Records from a pointing dataset:
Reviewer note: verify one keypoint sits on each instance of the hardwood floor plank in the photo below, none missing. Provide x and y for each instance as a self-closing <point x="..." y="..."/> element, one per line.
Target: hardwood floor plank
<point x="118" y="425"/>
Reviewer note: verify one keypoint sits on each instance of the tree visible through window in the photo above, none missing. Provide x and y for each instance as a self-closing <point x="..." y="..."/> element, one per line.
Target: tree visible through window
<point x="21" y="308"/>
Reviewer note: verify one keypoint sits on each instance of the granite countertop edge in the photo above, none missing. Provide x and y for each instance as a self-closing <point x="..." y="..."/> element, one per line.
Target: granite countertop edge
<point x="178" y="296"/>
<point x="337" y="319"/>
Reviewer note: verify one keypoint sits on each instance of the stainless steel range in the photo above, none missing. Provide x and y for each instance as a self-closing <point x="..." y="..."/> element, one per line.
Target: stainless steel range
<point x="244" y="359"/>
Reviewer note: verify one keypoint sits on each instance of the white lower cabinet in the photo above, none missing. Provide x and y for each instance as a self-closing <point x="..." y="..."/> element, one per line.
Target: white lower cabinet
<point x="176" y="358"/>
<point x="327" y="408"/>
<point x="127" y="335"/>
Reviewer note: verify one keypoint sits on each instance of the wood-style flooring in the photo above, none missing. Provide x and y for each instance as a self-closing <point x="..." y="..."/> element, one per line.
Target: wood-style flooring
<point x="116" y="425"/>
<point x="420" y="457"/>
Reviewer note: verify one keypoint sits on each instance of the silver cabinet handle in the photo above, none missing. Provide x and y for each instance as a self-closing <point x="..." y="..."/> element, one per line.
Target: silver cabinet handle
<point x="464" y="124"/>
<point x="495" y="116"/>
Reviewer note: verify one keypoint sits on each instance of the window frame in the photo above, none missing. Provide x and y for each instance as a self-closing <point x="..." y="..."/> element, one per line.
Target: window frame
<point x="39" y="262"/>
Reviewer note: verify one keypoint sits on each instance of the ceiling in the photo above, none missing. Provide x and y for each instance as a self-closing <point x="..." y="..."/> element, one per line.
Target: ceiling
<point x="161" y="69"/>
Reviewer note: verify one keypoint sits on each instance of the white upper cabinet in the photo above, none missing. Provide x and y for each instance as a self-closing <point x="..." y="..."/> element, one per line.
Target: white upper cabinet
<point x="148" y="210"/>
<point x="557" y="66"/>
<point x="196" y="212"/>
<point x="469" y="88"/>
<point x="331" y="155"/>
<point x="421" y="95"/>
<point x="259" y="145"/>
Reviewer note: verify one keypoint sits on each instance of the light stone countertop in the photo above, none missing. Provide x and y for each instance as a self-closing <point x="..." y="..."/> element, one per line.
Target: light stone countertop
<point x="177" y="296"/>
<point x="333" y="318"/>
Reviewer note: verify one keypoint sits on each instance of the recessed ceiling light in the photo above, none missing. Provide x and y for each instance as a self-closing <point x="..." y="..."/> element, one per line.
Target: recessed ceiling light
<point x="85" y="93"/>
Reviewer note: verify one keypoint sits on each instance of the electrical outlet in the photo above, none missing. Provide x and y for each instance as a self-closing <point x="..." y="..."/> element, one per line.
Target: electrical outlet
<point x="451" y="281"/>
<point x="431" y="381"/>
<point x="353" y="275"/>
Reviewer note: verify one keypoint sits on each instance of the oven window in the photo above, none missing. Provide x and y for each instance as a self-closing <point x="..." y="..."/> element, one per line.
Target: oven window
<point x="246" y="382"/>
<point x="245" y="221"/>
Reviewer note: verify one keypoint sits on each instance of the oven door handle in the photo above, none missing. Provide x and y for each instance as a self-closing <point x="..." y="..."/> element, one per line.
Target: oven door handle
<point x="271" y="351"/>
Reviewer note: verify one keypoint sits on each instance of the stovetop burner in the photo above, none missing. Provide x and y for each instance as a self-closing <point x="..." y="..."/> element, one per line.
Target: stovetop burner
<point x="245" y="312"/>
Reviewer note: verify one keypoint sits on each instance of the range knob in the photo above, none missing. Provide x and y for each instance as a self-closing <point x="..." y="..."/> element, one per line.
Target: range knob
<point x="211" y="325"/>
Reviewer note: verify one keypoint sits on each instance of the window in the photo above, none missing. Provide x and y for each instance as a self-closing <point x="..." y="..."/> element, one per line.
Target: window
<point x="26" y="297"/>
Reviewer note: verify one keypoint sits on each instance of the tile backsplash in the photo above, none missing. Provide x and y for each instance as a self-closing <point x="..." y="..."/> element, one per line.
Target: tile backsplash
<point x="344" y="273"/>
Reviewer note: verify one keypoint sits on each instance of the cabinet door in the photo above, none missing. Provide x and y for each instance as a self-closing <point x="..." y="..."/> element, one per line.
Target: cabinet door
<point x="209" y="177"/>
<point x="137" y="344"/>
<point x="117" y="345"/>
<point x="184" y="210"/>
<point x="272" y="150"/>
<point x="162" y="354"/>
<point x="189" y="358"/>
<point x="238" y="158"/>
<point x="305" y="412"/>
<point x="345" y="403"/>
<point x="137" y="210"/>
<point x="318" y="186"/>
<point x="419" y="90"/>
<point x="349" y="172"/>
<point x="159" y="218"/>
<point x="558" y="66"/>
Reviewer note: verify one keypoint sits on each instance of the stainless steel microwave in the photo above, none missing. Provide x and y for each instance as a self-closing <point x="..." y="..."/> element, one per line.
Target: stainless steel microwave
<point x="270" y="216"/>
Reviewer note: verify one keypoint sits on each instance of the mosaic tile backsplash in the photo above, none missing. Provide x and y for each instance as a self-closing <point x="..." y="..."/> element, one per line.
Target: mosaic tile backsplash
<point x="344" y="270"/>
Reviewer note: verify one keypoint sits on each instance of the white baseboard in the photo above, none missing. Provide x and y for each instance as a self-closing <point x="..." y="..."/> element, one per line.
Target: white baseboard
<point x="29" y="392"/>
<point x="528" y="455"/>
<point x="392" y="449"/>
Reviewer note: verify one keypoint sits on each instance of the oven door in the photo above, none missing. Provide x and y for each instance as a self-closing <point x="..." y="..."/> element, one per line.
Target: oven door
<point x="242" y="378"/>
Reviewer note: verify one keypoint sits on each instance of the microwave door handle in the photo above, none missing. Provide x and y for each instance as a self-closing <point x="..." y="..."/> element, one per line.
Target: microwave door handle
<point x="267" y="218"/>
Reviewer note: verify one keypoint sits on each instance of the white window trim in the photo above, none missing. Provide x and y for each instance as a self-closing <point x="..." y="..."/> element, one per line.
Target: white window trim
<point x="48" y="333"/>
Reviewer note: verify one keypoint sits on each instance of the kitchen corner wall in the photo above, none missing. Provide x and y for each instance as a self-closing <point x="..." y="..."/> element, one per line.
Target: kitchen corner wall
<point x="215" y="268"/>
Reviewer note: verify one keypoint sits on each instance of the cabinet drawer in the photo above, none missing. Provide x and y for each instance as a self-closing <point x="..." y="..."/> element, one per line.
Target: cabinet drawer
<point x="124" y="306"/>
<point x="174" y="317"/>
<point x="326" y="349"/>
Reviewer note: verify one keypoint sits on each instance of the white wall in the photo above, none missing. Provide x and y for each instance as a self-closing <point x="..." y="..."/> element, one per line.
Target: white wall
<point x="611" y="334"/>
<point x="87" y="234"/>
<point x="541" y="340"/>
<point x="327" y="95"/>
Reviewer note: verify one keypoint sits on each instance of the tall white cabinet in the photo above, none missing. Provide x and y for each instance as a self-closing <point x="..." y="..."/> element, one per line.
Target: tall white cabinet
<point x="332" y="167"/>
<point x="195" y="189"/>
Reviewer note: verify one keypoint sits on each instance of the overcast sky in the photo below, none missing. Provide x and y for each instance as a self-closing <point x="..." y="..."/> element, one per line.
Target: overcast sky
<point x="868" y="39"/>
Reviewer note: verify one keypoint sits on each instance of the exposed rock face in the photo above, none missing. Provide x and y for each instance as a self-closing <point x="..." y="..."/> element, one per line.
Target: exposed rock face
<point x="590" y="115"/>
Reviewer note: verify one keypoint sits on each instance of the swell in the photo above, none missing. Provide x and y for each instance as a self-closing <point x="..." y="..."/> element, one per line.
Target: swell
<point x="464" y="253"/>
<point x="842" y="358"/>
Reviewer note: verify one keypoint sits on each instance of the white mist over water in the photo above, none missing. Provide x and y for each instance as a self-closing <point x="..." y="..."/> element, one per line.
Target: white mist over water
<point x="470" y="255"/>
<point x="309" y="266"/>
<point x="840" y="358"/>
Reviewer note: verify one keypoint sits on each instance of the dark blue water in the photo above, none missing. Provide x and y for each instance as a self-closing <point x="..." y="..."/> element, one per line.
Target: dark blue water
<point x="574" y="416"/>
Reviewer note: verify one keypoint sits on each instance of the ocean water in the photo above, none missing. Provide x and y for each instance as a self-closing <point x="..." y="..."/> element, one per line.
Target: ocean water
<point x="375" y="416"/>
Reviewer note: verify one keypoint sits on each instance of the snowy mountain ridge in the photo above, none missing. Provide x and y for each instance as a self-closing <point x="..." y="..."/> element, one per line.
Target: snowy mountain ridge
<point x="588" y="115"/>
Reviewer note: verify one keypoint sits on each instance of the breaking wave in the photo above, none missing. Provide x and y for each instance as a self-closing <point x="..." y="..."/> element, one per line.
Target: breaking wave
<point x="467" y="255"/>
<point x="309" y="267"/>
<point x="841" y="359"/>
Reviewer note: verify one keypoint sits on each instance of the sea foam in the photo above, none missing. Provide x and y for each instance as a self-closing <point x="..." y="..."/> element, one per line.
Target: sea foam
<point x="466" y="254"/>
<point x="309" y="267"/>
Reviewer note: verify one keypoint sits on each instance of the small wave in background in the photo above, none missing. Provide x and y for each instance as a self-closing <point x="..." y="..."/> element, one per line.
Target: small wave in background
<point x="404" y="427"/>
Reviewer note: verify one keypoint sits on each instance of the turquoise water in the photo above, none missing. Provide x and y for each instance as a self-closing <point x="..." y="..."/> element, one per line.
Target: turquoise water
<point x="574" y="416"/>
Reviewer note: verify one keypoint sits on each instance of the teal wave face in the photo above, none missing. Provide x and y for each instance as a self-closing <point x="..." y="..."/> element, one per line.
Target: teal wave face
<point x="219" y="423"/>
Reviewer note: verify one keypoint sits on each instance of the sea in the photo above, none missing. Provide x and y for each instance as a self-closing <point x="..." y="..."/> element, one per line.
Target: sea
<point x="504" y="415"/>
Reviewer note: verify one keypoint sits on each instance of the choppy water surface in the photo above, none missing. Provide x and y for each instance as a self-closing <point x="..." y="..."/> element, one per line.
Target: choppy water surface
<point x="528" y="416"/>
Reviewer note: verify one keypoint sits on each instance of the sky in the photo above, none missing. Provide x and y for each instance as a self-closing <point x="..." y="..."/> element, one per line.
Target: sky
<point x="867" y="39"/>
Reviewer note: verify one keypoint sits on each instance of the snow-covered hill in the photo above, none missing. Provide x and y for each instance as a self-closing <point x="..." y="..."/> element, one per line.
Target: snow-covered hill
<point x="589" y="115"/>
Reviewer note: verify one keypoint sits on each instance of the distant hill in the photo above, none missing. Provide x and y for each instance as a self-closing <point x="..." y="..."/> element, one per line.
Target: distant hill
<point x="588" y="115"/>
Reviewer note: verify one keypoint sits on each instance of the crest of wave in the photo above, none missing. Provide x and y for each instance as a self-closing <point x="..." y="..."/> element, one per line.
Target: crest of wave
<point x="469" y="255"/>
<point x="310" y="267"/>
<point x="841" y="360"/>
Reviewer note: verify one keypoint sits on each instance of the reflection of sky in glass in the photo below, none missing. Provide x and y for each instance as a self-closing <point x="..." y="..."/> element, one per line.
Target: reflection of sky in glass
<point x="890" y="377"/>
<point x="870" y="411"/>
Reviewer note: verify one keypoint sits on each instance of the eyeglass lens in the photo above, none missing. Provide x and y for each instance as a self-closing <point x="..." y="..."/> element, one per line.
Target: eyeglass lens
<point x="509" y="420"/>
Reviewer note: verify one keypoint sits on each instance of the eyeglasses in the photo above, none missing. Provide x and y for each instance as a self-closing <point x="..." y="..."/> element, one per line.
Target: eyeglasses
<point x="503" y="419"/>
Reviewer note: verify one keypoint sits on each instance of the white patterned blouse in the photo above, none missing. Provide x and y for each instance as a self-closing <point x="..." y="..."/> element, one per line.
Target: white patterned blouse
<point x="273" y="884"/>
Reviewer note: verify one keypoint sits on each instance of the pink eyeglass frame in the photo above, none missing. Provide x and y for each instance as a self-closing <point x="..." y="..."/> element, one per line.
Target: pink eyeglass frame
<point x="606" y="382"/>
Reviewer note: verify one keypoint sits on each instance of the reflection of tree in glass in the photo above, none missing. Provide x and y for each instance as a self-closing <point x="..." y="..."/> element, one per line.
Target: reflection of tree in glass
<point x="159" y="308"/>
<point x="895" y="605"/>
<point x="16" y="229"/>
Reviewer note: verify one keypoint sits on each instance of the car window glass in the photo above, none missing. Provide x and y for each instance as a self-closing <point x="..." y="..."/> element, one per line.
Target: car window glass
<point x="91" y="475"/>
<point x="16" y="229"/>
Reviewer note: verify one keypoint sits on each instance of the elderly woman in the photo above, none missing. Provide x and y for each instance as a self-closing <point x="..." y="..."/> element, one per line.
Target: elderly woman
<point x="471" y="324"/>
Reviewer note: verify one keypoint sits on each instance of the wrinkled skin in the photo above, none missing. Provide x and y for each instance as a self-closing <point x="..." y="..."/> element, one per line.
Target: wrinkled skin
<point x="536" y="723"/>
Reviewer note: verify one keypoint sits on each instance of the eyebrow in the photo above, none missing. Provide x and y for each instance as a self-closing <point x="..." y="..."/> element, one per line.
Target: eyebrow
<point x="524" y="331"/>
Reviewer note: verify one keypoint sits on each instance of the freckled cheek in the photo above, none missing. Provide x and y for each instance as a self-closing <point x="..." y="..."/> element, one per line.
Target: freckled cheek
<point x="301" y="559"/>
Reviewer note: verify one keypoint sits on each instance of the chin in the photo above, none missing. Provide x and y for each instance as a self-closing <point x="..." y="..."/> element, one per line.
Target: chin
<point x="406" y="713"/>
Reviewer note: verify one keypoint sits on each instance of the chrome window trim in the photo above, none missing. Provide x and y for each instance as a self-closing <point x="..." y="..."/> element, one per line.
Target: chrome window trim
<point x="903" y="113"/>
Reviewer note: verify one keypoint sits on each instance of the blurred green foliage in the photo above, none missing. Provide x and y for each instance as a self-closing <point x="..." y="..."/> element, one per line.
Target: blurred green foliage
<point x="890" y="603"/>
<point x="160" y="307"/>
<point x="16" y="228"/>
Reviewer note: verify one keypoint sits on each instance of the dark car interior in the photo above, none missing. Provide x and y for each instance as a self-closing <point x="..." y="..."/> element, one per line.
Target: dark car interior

Required task: Please repeat the lines of the data above word for word, from the line with "the white mist" to the line with "Target: white mist over water", including both of those lines.

Reply to the exercise:
Reviewer note: verify one keypoint sits on each instance of the white mist over water in the photo above, none missing. Provide x and y for each instance as a self-closing <point x="..." y="..."/> element, one per line.
Target: white mist over water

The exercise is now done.